MATERIAL FOR THIS TASK =>
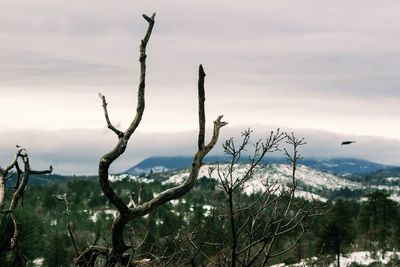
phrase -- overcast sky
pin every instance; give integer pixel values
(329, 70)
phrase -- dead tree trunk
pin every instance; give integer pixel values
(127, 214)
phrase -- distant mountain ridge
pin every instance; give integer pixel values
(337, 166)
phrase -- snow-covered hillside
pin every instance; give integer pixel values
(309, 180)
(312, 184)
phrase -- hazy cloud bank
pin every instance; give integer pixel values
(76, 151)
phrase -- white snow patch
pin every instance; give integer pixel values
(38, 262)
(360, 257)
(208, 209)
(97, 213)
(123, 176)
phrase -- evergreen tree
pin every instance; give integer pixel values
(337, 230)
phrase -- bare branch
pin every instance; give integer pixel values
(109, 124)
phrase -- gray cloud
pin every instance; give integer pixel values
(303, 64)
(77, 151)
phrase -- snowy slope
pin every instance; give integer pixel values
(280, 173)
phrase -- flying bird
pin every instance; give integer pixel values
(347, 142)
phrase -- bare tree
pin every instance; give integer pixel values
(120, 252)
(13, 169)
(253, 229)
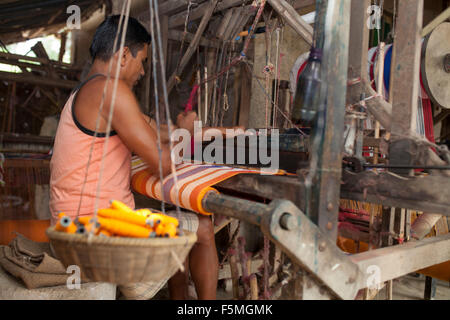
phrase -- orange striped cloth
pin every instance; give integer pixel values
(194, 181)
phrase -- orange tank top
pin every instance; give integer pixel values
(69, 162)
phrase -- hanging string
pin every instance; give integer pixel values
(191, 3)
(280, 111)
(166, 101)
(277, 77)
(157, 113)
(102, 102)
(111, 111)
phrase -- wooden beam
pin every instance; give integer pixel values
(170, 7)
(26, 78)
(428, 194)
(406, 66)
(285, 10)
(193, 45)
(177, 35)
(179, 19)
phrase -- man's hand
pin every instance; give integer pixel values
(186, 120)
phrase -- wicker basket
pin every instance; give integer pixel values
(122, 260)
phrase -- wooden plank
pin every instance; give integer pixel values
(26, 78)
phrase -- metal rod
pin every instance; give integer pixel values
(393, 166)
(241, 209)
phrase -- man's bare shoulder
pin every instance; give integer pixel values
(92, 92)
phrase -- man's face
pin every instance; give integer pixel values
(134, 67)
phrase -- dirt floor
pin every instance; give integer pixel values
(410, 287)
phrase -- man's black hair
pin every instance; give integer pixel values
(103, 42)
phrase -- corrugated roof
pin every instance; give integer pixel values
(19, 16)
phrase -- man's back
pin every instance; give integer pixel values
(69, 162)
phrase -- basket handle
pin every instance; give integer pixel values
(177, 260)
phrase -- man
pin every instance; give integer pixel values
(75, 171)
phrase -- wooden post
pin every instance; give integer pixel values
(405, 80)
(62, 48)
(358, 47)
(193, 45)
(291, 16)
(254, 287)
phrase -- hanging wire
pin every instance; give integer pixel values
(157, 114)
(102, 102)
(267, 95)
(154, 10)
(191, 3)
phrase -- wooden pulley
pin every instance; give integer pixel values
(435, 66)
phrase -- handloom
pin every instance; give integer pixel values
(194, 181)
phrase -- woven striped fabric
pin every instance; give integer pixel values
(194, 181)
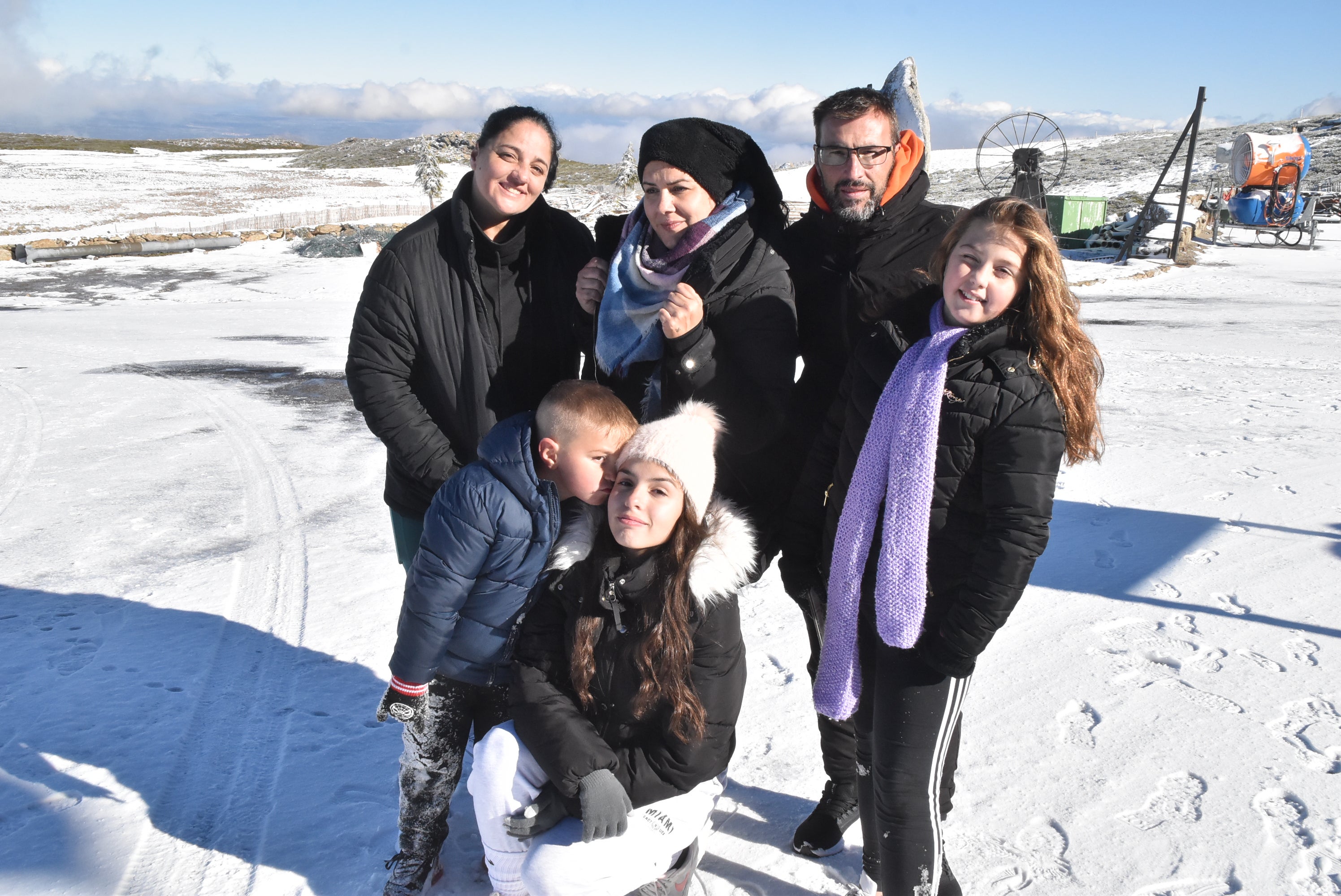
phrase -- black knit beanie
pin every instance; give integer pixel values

WORK INSTRUCTIONS =>
Wherever "cloud" turns up in the records, copy the whole line.

THE ANSWER =>
phrase -- hazy cloud bank
phrase -- gray cloud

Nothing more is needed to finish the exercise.